◆ MATERIAL TO PROCESS
● ● ● ● ●

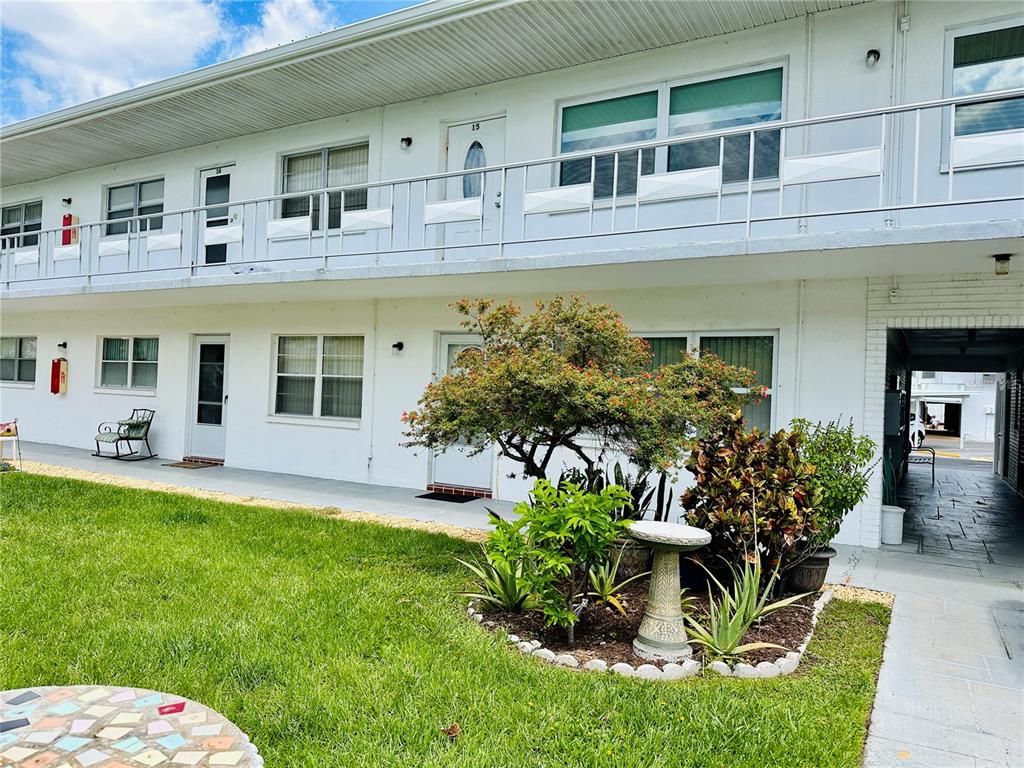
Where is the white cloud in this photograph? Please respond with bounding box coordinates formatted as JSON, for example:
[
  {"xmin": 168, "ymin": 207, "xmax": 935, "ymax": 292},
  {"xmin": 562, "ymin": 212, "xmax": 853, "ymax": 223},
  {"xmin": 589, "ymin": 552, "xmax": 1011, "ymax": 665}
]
[
  {"xmin": 2, "ymin": 0, "xmax": 221, "ymax": 119},
  {"xmin": 228, "ymin": 0, "xmax": 340, "ymax": 57},
  {"xmin": 0, "ymin": 0, "xmax": 339, "ymax": 122}
]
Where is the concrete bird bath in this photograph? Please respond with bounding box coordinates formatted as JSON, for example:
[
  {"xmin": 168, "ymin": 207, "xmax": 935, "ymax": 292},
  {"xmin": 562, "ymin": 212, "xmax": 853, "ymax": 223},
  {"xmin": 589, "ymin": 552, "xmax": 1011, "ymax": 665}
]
[{"xmin": 629, "ymin": 520, "xmax": 711, "ymax": 662}]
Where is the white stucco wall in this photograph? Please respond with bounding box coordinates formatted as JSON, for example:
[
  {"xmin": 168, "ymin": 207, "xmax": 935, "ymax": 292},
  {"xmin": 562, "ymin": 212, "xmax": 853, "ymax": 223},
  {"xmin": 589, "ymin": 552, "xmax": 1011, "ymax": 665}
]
[
  {"xmin": 2, "ymin": 1, "xmax": 1020, "ymax": 236},
  {"xmin": 0, "ymin": 280, "xmax": 864, "ymax": 512}
]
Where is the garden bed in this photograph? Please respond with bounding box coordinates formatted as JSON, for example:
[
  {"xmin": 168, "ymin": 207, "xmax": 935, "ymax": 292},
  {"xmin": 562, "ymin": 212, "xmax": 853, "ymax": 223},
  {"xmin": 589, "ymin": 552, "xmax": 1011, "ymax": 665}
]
[{"xmin": 482, "ymin": 579, "xmax": 817, "ymax": 667}]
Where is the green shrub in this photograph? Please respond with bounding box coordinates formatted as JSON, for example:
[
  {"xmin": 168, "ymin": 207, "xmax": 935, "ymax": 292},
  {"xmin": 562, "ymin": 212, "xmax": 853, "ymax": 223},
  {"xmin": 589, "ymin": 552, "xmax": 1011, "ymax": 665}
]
[
  {"xmin": 792, "ymin": 419, "xmax": 876, "ymax": 551},
  {"xmin": 681, "ymin": 412, "xmax": 817, "ymax": 569},
  {"xmin": 479, "ymin": 480, "xmax": 630, "ymax": 643}
]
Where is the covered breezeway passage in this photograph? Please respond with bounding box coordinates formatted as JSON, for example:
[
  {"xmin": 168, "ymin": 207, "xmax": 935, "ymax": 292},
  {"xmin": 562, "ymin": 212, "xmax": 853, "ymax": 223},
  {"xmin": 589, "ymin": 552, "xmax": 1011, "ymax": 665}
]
[{"xmin": 885, "ymin": 328, "xmax": 1024, "ymax": 518}]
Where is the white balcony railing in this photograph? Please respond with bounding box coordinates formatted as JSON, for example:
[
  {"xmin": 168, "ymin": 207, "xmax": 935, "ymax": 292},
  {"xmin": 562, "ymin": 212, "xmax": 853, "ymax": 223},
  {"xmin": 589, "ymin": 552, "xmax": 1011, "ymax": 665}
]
[{"xmin": 0, "ymin": 89, "xmax": 1024, "ymax": 289}]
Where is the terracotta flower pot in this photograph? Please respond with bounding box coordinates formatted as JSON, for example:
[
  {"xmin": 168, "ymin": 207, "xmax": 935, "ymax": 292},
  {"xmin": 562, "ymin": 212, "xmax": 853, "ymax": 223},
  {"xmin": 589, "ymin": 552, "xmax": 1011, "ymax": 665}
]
[{"xmin": 785, "ymin": 547, "xmax": 836, "ymax": 592}]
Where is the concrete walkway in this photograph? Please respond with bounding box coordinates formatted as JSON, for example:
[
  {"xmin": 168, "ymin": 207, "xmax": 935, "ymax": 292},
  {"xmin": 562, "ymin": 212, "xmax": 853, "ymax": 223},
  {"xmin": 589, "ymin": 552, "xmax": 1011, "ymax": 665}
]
[
  {"xmin": 828, "ymin": 466, "xmax": 1024, "ymax": 768},
  {"xmin": 14, "ymin": 442, "xmax": 512, "ymax": 528},
  {"xmin": 9, "ymin": 442, "xmax": 1024, "ymax": 768}
]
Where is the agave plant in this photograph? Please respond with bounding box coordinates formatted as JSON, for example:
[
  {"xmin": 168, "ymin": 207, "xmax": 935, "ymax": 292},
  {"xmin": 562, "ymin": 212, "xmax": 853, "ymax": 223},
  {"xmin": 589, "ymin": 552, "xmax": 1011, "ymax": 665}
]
[
  {"xmin": 683, "ymin": 549, "xmax": 811, "ymax": 658},
  {"xmin": 456, "ymin": 552, "xmax": 538, "ymax": 612},
  {"xmin": 587, "ymin": 547, "xmax": 650, "ymax": 616}
]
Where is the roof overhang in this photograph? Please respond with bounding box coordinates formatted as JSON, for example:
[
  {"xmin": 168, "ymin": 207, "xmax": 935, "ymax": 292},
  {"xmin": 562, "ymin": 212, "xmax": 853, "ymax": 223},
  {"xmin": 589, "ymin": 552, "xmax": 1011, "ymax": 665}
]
[{"xmin": 0, "ymin": 0, "xmax": 870, "ymax": 186}]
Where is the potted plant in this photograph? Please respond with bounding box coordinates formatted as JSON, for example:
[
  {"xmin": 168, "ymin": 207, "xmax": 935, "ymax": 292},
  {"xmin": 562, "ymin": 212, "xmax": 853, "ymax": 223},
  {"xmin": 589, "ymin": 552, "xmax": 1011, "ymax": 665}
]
[
  {"xmin": 785, "ymin": 419, "xmax": 876, "ymax": 592},
  {"xmin": 882, "ymin": 451, "xmax": 906, "ymax": 545}
]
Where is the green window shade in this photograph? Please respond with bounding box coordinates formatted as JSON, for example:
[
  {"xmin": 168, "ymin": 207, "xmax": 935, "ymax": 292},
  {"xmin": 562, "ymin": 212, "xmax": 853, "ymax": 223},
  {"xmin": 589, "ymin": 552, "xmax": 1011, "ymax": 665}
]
[
  {"xmin": 700, "ymin": 336, "xmax": 775, "ymax": 387},
  {"xmin": 103, "ymin": 339, "xmax": 128, "ymax": 362},
  {"xmin": 321, "ymin": 336, "xmax": 364, "ymax": 419},
  {"xmin": 669, "ymin": 69, "xmax": 782, "ymax": 134},
  {"xmin": 560, "ymin": 91, "xmax": 657, "ymax": 198},
  {"xmin": 669, "ymin": 69, "xmax": 782, "ymax": 182},
  {"xmin": 644, "ymin": 336, "xmax": 687, "ymax": 371},
  {"xmin": 278, "ymin": 336, "xmax": 316, "ymax": 376},
  {"xmin": 952, "ymin": 26, "xmax": 1024, "ymax": 136},
  {"xmin": 953, "ymin": 26, "xmax": 1024, "ymax": 67},
  {"xmin": 321, "ymin": 376, "xmax": 362, "ymax": 419},
  {"xmin": 324, "ymin": 336, "xmax": 362, "ymax": 377},
  {"xmin": 561, "ymin": 91, "xmax": 657, "ymax": 152},
  {"xmin": 132, "ymin": 339, "xmax": 160, "ymax": 362},
  {"xmin": 274, "ymin": 376, "xmax": 316, "ymax": 416}
]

● ● ● ● ●

◆ YOUR TASK
Output the lines above in full and exactly as given, omitting any pictures.

◆ FULL ANSWER
Where is the white cloud in this photograph? Please respond with bounding box coordinates formatted as JSON, for example:
[
  {"xmin": 168, "ymin": 207, "xmax": 935, "ymax": 292},
  {"xmin": 562, "ymin": 212, "xmax": 853, "ymax": 223},
  {"xmin": 589, "ymin": 552, "xmax": 1011, "ymax": 665}
]
[
  {"xmin": 2, "ymin": 0, "xmax": 221, "ymax": 119},
  {"xmin": 228, "ymin": 0, "xmax": 340, "ymax": 57},
  {"xmin": 0, "ymin": 0, "xmax": 339, "ymax": 122}
]
Where is the concrete bird bath in this photograph? Please respond with bounding box coordinates formatted as JSON, for example:
[
  {"xmin": 168, "ymin": 207, "xmax": 935, "ymax": 292},
  {"xmin": 562, "ymin": 212, "xmax": 853, "ymax": 223},
  {"xmin": 589, "ymin": 552, "xmax": 1011, "ymax": 665}
]
[{"xmin": 629, "ymin": 520, "xmax": 711, "ymax": 662}]
Where is the white stucco wall in this photograph? Please respond with bounding box coordinates formatted as JSON, for example:
[
  {"xmin": 168, "ymin": 207, "xmax": 935, "ymax": 292},
  {"xmin": 562, "ymin": 212, "xmax": 853, "ymax": 223},
  {"xmin": 589, "ymin": 552, "xmax": 1011, "ymax": 665}
]
[
  {"xmin": 2, "ymin": 1, "xmax": 1020, "ymax": 236},
  {"xmin": 0, "ymin": 280, "xmax": 864, "ymax": 512}
]
Where is the garden bed in this photograph? Please respond with bounding box coordinates formatted as JSON, for example:
[
  {"xmin": 168, "ymin": 207, "xmax": 935, "ymax": 292},
  {"xmin": 562, "ymin": 212, "xmax": 853, "ymax": 223},
  {"xmin": 589, "ymin": 552, "xmax": 1011, "ymax": 665}
]
[{"xmin": 482, "ymin": 579, "xmax": 817, "ymax": 667}]
Where is the green shrub in this photograph? Please respond with bounding box coordinates formatted as JSON, for example:
[
  {"xmin": 168, "ymin": 207, "xmax": 935, "ymax": 292},
  {"xmin": 562, "ymin": 212, "xmax": 853, "ymax": 223},
  {"xmin": 589, "ymin": 552, "xmax": 1011, "ymax": 665}
]
[
  {"xmin": 792, "ymin": 419, "xmax": 876, "ymax": 551},
  {"xmin": 681, "ymin": 412, "xmax": 817, "ymax": 569},
  {"xmin": 479, "ymin": 480, "xmax": 630, "ymax": 643}
]
Where is the covered breezeway passage in this photograph? Please respond with bounding box coordinates formatted as JSON, for example:
[
  {"xmin": 168, "ymin": 207, "xmax": 935, "ymax": 292},
  {"xmin": 562, "ymin": 212, "xmax": 853, "ymax": 223},
  {"xmin": 589, "ymin": 552, "xmax": 1011, "ymax": 665}
]
[{"xmin": 885, "ymin": 328, "xmax": 1024, "ymax": 518}]
Where is the white balcony railing in this photograph? Please respond with bounding box coordinates formatted as JSON, for example:
[
  {"xmin": 168, "ymin": 207, "xmax": 935, "ymax": 292},
  {"xmin": 562, "ymin": 212, "xmax": 853, "ymax": 223},
  {"xmin": 589, "ymin": 552, "xmax": 1011, "ymax": 665}
]
[{"xmin": 0, "ymin": 89, "xmax": 1024, "ymax": 289}]
Where is the terracotta flower pot in this photograph? Please respond with bounding box coordinates formatted as JSON, for example:
[
  {"xmin": 168, "ymin": 207, "xmax": 935, "ymax": 292},
  {"xmin": 562, "ymin": 212, "xmax": 853, "ymax": 223},
  {"xmin": 589, "ymin": 552, "xmax": 1011, "ymax": 665}
]
[{"xmin": 785, "ymin": 547, "xmax": 836, "ymax": 592}]
Where is the concrete walkway in this photograph? Please respond with bounding box coordinates formatted as JSON, for example:
[
  {"xmin": 168, "ymin": 207, "xmax": 935, "ymax": 292},
  {"xmin": 562, "ymin": 212, "xmax": 853, "ymax": 223},
  {"xmin": 589, "ymin": 552, "xmax": 1011, "ymax": 665}
]
[
  {"xmin": 828, "ymin": 466, "xmax": 1024, "ymax": 768},
  {"xmin": 14, "ymin": 442, "xmax": 512, "ymax": 528},
  {"xmin": 9, "ymin": 442, "xmax": 1024, "ymax": 768}
]
Where is the agave plant in this photograph? Please respond with bounding box coordinates formatted as JSON, for example:
[
  {"xmin": 168, "ymin": 207, "xmax": 935, "ymax": 292},
  {"xmin": 562, "ymin": 212, "xmax": 853, "ymax": 223},
  {"xmin": 589, "ymin": 552, "xmax": 1011, "ymax": 665}
]
[
  {"xmin": 683, "ymin": 549, "xmax": 811, "ymax": 658},
  {"xmin": 456, "ymin": 552, "xmax": 538, "ymax": 612},
  {"xmin": 587, "ymin": 547, "xmax": 650, "ymax": 616}
]
Where is the roof overhang in this photograph? Please respond with bounding box coordinates formatted as JSON, for example:
[
  {"xmin": 168, "ymin": 207, "xmax": 935, "ymax": 292},
  {"xmin": 562, "ymin": 212, "xmax": 853, "ymax": 223},
  {"xmin": 589, "ymin": 552, "xmax": 1011, "ymax": 665}
]
[{"xmin": 0, "ymin": 0, "xmax": 870, "ymax": 186}]
Where is the potted plant in this photograph? Please respond with bounding box coordinates formatted as JSON, for example:
[
  {"xmin": 168, "ymin": 207, "xmax": 935, "ymax": 292},
  {"xmin": 562, "ymin": 212, "xmax": 853, "ymax": 223},
  {"xmin": 589, "ymin": 552, "xmax": 1011, "ymax": 665}
]
[
  {"xmin": 785, "ymin": 419, "xmax": 876, "ymax": 592},
  {"xmin": 882, "ymin": 451, "xmax": 906, "ymax": 545}
]
Where is the green window shade in this photograph? Please respond with bounding box coordinates formatted as JSON, for example:
[
  {"xmin": 168, "ymin": 207, "xmax": 935, "ymax": 292},
  {"xmin": 562, "ymin": 212, "xmax": 853, "ymax": 223},
  {"xmin": 589, "ymin": 552, "xmax": 1011, "ymax": 665}
]
[
  {"xmin": 700, "ymin": 336, "xmax": 775, "ymax": 387},
  {"xmin": 103, "ymin": 339, "xmax": 128, "ymax": 362},
  {"xmin": 321, "ymin": 336, "xmax": 364, "ymax": 419},
  {"xmin": 669, "ymin": 69, "xmax": 782, "ymax": 134},
  {"xmin": 560, "ymin": 91, "xmax": 657, "ymax": 198},
  {"xmin": 669, "ymin": 69, "xmax": 782, "ymax": 182},
  {"xmin": 644, "ymin": 336, "xmax": 687, "ymax": 371},
  {"xmin": 278, "ymin": 336, "xmax": 316, "ymax": 376},
  {"xmin": 952, "ymin": 26, "xmax": 1024, "ymax": 136},
  {"xmin": 953, "ymin": 26, "xmax": 1024, "ymax": 67},
  {"xmin": 321, "ymin": 376, "xmax": 362, "ymax": 419},
  {"xmin": 324, "ymin": 336, "xmax": 362, "ymax": 377},
  {"xmin": 561, "ymin": 91, "xmax": 657, "ymax": 152},
  {"xmin": 132, "ymin": 339, "xmax": 160, "ymax": 362},
  {"xmin": 274, "ymin": 376, "xmax": 316, "ymax": 416}
]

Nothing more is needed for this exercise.